An Orland Park retired veteran has come forward claiming he was a victim of falsified wait times at a VA hospital in Hines, amid widening allegations of systemic problems with hospitals for veterans.
Retired U.S. Army Private Michael Swan said he has waited for over a year to see a neurologist and a year and a half to see an endocrinologist at Edward Hines Jr. VA Hospital. And with the help of Sen. Mark Kirk’s office, he calculates that he had spent 284 days waiting to go to 15 appointments between March 2013 and May 2014 for care that he has needed after having two strokes and diabetes. Yet, Hines allegedly reported that Swan had only waited 5 days during that time, Kirk’s office said, having allegedly obtained documents from the Veterans Affairs.
Swan spoke Friday at a press conference held by Kirk, who announced that he had asked the acting secretary of Veterans Affairs to declare a state of emergency that would allow veterans to seek immediate private care, instead of being forced to stay on extended wait times for care at a VA facility.
“It is truly disgusting that our nation’s heroes were forced to wait for life-saving care while very senior executives collected bonuses for falsified wait times,” Kirk said.
Swan first shared his story during a listening session held by Kirk on June 1 for veterans who were allegedly affected by corruption at the VA, Kirk said.
Fighting tears, Swan added, “Money isn’t everything, and you should treat the veterans the way they deserve to be treated.”
A spokeswoman for Hines VA challenged Swan’s finding, though, saying, “our review of the appointments do not reflect what was presented at today’s press conference.”
Charity Hardison, a spokeswoman for Hines, said differences in findings may be result of “numerous factors,” such as cancellations and in some circumstances, errors in scheduling.
“We are happy to meet with Mr. Swan and review each individual episode,” Hardison said.
A nationwide audit recently released by the U.S. Department of Veterans Affairs’ found that nearly 900 veterans had requested appointments at Illinois’ Veterans Administration hospitals in the past decade but not received them.
The department is also investigating claims that Edward Hines Jr. VA Hospital in Hines near Maywood, along with other hospitals nationwide, used secret wait lists to earn bonuses for having seen veterans in shorter time periods than they actually did.
Kirk said Swan’s case, which he doesn’t think is the only one like it, “shows the urgent need to give our vets alternative care.”
Veterans Affairs could not be reached.

→ **Provided data**
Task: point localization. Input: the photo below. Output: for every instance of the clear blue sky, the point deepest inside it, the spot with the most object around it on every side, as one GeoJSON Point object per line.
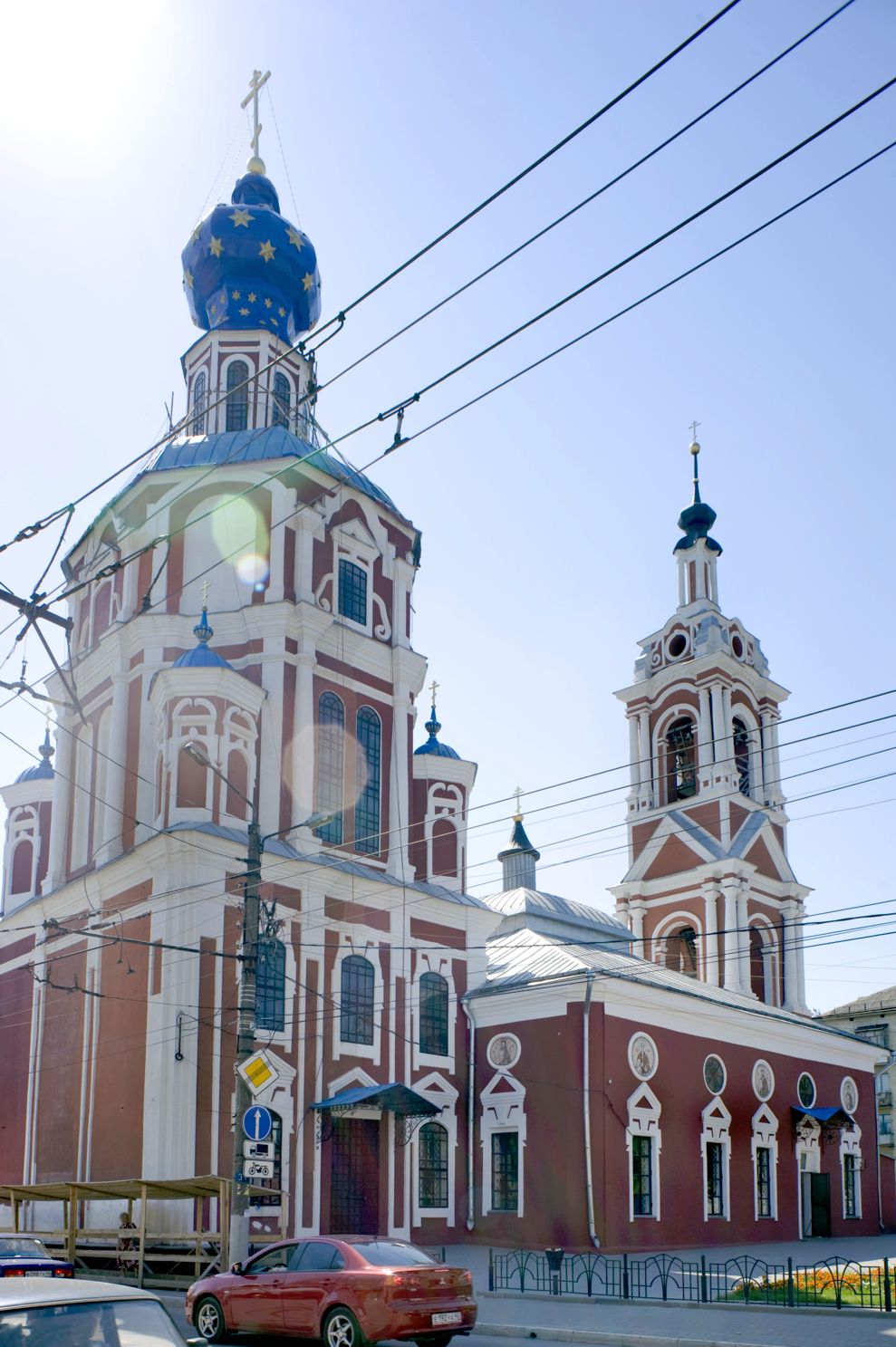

→ **Problem details**
Please reproduce the VA wait-times article word for word, starting with "Swan first shared" and going on through "errors in scheduling.". The lines above are separate from the VA wait-times article.

→ **Problem solution**
Swan first shared his story during a listening session held by Kirk on June 1 for veterans who were allegedly affected by corruption at the VA, Kirk said.
Fighting tears, Swan added, “Money isn’t everything, and you should treat the veterans the way they deserve to be treated.”
A spokeswoman for Hines VA challenged Swan’s finding, though, saying, “our review of the appointments do not reflect what was presented at today’s press conference.”
Charity Hardison, a spokeswoman for Hines, said differences in findings may be result of “numerous factors,” such as cancellations and in some circumstances, errors in scheduling.